» TEXT SECTION
╔══
Who among us has not occasionally sneered at a tourist? Perhaps it was their attire or the incessant waving of selfie sticks that did it? Or maybe the speed with which they tramped around a cathedral, through a gallery, or past a waterfall that triggered our contempt? As Will B. Mackintosh points out in his new book, scholars have often traced the roots of such condescension back to Daniel Boorstin's excoriating essay, "From Traveller to Tourist: The Lost Art of Travel," written in 1961. But, as Mackintosh demonstrates with clarity, this declension narrative is not the starting point for the powerful dichotomy between tourism and travel. Instead, for Americans, this distinction has its origins in the 1820s and the emergence of the national market economy. Its longevity, Mackintosh argues convincingly, arises from the fact that it was a dichotomy that allowed, and continues to allow, Americans a place from which they can critique and reconstitute the culture of capitalism.

In this smart and lively book, Mackintosh argues that it was the commodification of experiences such as travel that created the idea of the tourist, as the seeker of pre-packaged pleasure. Once the tourist was established as a recognizable figure, changing attitudes toward tourists helped the inhabitants of the trans-Atlantic world to establish important ideas about authenticity in the commercial realm and decide what constituted a worthwhile pursuit in modern life. By the time of the Civil War these ideas were functioning as powerful markers of the market's edge. Thus, the invention of the tourist helped Americans (and others) create and test the boundaries of the capitalist marketplace in the early republic, and as Boorstin's essay suggests, it is a tool they have been using ever since.
╚══
(Entries from a pointing dataset)
╔══
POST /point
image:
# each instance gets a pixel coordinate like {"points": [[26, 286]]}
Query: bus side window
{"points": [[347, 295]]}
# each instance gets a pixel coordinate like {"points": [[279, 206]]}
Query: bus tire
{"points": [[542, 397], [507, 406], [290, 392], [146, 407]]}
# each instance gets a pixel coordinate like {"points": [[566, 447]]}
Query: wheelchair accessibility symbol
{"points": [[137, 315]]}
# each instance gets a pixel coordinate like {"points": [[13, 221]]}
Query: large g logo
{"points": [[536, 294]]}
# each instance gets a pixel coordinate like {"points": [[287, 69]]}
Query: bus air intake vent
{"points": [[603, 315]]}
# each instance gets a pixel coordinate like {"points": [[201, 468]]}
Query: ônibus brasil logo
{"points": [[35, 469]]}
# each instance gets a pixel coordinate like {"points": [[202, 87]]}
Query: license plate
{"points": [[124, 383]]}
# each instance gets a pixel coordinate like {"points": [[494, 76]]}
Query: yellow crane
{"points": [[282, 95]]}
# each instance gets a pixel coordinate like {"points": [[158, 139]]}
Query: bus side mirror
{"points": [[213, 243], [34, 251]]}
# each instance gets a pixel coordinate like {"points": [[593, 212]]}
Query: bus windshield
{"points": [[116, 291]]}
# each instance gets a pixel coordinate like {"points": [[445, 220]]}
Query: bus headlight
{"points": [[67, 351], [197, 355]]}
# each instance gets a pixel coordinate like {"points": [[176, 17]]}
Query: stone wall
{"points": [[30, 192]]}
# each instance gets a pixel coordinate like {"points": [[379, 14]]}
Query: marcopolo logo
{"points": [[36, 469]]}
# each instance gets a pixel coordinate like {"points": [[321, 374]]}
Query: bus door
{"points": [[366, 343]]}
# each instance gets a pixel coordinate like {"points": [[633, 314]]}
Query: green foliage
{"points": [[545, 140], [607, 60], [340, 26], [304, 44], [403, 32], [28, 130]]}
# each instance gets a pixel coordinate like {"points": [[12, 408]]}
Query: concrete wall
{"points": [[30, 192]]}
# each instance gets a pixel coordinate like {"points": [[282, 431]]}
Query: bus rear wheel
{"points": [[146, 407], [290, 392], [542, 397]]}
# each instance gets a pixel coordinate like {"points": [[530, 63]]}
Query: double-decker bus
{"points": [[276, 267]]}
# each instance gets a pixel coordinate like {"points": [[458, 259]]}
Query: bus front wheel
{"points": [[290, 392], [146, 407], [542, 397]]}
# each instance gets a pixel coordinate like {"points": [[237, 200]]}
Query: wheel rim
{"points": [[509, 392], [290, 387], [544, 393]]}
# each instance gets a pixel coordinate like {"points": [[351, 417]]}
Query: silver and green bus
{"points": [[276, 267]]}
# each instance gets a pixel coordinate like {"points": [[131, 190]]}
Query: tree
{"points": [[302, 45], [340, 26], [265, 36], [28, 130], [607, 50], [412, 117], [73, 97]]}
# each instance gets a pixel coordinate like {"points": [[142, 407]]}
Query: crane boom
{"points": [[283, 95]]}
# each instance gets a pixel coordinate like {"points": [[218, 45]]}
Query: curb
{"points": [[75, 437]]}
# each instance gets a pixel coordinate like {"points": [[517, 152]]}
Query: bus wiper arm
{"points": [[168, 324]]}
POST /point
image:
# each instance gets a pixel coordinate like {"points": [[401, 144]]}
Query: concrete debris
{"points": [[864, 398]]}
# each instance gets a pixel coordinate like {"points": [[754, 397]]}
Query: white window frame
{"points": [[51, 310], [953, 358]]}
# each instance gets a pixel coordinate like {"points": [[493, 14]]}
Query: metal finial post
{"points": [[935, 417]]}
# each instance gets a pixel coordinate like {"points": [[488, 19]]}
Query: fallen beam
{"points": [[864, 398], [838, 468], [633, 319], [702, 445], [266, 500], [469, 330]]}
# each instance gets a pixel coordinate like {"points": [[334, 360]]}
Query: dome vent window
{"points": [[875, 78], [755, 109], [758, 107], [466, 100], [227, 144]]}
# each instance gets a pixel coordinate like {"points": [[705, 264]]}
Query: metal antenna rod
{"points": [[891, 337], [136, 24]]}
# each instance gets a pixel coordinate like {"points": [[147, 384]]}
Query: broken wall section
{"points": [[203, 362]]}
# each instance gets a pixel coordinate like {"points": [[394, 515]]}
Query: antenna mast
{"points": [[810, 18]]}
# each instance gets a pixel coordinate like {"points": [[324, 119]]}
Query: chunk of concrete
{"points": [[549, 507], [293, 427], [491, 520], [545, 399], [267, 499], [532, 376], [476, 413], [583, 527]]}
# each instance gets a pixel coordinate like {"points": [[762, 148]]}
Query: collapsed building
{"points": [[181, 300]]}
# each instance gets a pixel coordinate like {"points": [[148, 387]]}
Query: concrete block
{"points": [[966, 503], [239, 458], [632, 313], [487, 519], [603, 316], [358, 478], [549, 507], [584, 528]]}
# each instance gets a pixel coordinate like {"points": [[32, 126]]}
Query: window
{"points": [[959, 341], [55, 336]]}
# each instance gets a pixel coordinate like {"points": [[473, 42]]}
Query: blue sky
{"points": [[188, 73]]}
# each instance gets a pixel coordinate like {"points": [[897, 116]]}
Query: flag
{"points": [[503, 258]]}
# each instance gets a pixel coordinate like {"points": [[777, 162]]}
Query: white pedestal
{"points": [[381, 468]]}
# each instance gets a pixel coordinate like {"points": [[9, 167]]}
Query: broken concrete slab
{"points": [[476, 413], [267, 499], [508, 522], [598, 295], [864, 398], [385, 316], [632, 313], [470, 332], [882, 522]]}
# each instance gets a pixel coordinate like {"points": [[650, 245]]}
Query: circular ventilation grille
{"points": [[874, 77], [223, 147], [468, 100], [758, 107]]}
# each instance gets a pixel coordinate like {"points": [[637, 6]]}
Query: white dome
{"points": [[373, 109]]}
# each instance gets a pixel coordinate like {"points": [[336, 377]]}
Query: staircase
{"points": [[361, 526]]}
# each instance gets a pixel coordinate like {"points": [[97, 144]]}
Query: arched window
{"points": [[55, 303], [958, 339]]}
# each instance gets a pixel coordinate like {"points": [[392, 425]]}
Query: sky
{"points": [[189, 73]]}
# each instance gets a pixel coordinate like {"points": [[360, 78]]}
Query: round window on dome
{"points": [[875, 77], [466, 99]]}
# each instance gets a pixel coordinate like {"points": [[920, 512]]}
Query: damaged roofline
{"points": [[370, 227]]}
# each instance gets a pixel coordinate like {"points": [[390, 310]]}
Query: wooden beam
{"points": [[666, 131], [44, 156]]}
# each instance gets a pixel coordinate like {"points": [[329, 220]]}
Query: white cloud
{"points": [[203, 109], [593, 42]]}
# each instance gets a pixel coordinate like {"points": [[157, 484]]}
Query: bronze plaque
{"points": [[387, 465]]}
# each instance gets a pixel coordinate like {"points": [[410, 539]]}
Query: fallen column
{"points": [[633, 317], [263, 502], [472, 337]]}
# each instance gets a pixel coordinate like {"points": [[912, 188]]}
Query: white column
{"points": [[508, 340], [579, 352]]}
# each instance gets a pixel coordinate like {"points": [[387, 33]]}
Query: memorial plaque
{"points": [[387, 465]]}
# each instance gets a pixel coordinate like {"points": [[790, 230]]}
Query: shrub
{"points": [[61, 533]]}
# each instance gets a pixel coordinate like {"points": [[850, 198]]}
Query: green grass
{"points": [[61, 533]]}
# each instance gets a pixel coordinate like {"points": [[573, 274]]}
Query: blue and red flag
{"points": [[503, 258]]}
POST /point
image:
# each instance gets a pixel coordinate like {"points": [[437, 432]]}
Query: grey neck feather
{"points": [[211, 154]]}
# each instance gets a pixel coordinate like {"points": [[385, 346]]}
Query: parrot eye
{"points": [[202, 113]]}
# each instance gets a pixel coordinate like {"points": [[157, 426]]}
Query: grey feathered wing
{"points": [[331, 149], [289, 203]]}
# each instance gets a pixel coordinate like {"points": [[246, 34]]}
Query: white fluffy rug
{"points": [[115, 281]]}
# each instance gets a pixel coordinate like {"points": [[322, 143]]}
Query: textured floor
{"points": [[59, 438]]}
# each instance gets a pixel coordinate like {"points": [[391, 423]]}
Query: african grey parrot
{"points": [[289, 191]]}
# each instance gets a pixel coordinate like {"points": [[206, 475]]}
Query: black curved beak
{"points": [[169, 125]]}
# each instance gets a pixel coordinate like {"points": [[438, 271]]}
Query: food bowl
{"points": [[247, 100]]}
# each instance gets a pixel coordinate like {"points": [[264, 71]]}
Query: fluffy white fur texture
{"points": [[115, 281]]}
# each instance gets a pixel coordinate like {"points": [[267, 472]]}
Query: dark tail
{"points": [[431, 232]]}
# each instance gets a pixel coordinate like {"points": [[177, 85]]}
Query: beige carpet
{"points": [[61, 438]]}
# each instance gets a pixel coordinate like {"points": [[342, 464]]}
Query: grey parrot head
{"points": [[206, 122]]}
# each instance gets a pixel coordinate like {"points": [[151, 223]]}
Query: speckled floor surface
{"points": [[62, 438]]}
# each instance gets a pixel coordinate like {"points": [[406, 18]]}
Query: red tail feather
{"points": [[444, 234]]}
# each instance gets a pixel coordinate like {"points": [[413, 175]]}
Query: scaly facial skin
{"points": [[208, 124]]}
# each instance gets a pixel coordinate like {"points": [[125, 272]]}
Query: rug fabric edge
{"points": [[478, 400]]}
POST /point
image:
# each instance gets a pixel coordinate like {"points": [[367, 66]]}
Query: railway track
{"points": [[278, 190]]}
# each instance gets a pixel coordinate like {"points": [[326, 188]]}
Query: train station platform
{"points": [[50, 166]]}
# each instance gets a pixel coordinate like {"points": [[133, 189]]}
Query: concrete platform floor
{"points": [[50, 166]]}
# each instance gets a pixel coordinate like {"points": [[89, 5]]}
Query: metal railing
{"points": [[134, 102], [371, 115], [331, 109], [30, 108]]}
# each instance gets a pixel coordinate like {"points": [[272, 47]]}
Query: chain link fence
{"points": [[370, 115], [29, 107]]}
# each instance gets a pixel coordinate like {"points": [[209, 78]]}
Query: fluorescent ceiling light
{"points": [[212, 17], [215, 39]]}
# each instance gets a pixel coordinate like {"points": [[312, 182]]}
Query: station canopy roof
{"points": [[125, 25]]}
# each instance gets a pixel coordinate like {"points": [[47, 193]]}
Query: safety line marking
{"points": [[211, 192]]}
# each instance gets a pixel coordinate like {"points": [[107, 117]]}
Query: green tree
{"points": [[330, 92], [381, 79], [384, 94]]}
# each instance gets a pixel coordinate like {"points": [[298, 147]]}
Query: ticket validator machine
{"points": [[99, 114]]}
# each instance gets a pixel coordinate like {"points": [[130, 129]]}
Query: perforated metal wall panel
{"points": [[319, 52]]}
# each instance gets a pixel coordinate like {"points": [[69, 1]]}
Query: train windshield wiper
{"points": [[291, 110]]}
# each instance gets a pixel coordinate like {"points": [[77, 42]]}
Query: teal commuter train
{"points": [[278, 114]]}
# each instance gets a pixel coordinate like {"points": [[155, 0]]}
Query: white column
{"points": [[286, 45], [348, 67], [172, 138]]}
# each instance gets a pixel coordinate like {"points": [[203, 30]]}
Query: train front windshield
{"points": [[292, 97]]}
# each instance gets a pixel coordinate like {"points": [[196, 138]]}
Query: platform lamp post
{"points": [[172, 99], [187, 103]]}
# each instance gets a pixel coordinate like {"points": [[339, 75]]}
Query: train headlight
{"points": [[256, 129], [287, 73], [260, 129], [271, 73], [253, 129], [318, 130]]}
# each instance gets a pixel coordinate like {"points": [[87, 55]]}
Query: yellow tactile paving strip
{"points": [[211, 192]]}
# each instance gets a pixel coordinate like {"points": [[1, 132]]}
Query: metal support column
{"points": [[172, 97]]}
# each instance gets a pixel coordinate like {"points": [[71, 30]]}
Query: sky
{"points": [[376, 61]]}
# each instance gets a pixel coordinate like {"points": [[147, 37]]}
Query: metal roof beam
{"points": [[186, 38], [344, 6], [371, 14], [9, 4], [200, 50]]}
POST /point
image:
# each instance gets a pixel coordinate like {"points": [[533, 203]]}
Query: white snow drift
╚══
» SET TASK A
Rewrite the part of the review between "In this smart" and "using ever since.", inclusive, substituting "economy" for "marketplace".
» SET TASK B
Answer these questions using the review above.
(i) In what year was Daniel Boorstin's essay written?
(ii) In which decade did the distinction between tourism and travel originate for Americans?
(iii) By what time were the ideas about authenticity functioning as markers of the market's edge?

» WORKED SOLUTION A
In this smart and lively book, Mackintosh argues that it was the commodification of experiences such as travel that created the idea of the tourist, as the seeker of pre-packaged pleasure. Once the tourist was established as a recognizable figure, changing attitudes toward tourists helped the inhabitants of the trans-Atlantic world to establish important ideas about authenticity in the commercial realm and decide what constituted a worthwhile pursuit in modern life. By the time of the Civil War these ideas were functioning as powerful markers of the market's edge. Thus, the invention of the tourist helped Americans (and others) create and test the boundaries of the capitalist economy in the early republic, and as Boorstin's essay suggests, it is a tool they have been using ever since.

» WORKED SOLUTION B
(i) 1961
(ii) The 1820s
(iii) By the time of the Civil War